Copy every one of the items below word for word, keeping each line unchanged.

-- START OF Dataset entries --

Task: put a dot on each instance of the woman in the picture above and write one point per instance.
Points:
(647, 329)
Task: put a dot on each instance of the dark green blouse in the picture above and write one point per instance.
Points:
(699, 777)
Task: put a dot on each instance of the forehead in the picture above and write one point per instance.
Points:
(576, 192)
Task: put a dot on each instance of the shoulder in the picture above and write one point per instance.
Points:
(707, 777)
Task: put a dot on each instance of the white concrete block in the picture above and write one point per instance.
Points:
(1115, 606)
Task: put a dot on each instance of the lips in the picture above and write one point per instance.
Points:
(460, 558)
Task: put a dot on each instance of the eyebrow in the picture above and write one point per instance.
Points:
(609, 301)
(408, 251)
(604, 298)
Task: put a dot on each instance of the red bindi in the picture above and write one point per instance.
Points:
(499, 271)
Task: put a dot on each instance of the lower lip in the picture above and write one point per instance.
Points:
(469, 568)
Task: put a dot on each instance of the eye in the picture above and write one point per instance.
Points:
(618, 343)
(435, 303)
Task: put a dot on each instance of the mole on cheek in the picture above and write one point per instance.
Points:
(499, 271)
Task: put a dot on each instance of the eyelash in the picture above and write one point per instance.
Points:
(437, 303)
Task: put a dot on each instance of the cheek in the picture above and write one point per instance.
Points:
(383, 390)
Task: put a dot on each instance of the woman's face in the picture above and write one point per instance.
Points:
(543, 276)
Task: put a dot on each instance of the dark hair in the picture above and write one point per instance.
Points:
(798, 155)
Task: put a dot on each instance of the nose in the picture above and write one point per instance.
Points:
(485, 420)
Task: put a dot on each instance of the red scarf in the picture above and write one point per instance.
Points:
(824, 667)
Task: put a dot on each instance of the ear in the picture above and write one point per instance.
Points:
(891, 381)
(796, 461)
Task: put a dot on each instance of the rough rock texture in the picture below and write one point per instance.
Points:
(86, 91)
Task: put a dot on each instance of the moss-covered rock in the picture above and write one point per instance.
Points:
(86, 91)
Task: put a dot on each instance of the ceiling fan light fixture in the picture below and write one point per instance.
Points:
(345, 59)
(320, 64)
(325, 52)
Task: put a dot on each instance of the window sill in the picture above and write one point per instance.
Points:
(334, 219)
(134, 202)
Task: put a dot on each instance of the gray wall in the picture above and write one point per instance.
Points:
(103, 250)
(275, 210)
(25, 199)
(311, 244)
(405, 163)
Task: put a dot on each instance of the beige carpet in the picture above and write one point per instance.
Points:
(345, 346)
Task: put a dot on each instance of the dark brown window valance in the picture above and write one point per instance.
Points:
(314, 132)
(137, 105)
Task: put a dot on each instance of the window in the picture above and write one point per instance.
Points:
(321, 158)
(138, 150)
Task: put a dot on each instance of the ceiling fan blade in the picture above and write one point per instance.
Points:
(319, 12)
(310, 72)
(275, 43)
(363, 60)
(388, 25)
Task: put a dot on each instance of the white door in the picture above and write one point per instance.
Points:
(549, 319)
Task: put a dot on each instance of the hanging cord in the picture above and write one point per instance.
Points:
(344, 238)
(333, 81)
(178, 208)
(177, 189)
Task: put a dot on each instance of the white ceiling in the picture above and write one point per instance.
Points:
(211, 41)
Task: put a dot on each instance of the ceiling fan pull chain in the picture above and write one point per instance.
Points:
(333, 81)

-- END OF Dataset entries --

## The result
Task: put a dot on each instance of the woman in the picture above and write one point per instance.
Points:
(647, 329)
Task: put a dot on each instance of the dark green blouse in the picture above and write one point per instance.
Points:
(699, 777)
Task: put a dot on each instance of the forehead in the picture above and write one point per instance.
Points:
(576, 192)
Task: put a dot on each instance of the shoulder in the picture above and write one point per instance.
Points:
(707, 777)
Task: put a dot on each instance of the white concrete block in the picture above and write one point per instance.
Points:
(1115, 606)
Task: put a dot on each instance of the lips in the picture above and write one point per instance.
Points:
(460, 558)
Task: put a dot on each instance of the eyebrow in the picture above and write one point per instance.
Points:
(609, 301)
(408, 251)
(604, 298)
Task: put a dot on each instance of the red bindi in the picture above and write one point per instance.
Points:
(499, 271)
Task: put a dot on each instance of the lower lip in the picture above and write one point per instance.
Points:
(469, 568)
Task: put a dot on each instance of the eye in the picture above and write one point per instance.
Points:
(618, 343)
(435, 303)
Task: put a dot on each instance of the mole on cheek in the picture above and write one point per instance.
Points:
(499, 271)
Task: put a dot on each instance of the eyelash in the picture above and write one point per instance.
Points:
(437, 303)
Task: put a dot on each instance of the cheek in the picture above and write one point per instance.
Points:
(383, 390)
Task: put a dot on each instance of the woman's face in the picture above and write one point per instance.
Points:
(543, 276)
Task: put a dot on each instance of the dark hair in the picture above and write one point per instance.
Points:
(798, 155)
Task: put a dot on each instance of the nose in the picture above and write one point per instance.
Points:
(485, 420)
Task: put a dot on each instance of the red scarf in the picture above and write one point per instance.
Points:
(824, 667)
Task: put a dot on each instance of the ear in the picture above and write one point per instance.
Points:
(891, 381)
(796, 461)
Task: put a dot on each instance of the rough rock texture in the picture below and write one point per instance.
Points:
(86, 91)
Task: put a dot on each instance of the moss-covered rock in the picture above and write one point per instance.
Points:
(86, 91)
Task: put a dot on each instance of the ceiling fan light fixture in the picture below and write one point per instance.
Points:
(345, 59)
(320, 64)
(325, 52)
Task: put a dot on each instance of the window sill in the picture above and write one point per instance.
Points:
(334, 219)
(134, 202)
Task: put a dot on each instance of the gray wall in the picture above and write one point per instance.
Points:
(103, 250)
(275, 210)
(25, 199)
(311, 244)
(405, 163)
Task: put a dot on each instance of the beige carpet in the picture above and write one point per instance.
Points:
(345, 346)
Task: put a dot on each instance of the dark brown window valance in the picture above and write one point per instance.
Points:
(314, 132)
(137, 105)
Task: put a dot on each instance of the window in the picture above and write one point per instance.
Points:
(321, 158)
(138, 150)
Task: put a dot on each instance of the ceiling fan blade in the picture above and write one point per instance.
Points:
(319, 12)
(310, 72)
(275, 43)
(363, 60)
(388, 25)
Task: put a dot on each instance of the white door in the picture above and write one point per instance.
Points:
(549, 319)
Task: put a dot on each instance of the hanging cord in the picture above and write one point per instance.
Points:
(344, 238)
(333, 81)
(178, 208)
(177, 189)
Task: put a dot on each instance of the white ceiling in the picture above and write one point per instance.
Points:
(211, 41)
Task: put a dot on each instance of the ceiling fan pull chain in the picture above and write one point per instance.
Points:
(333, 81)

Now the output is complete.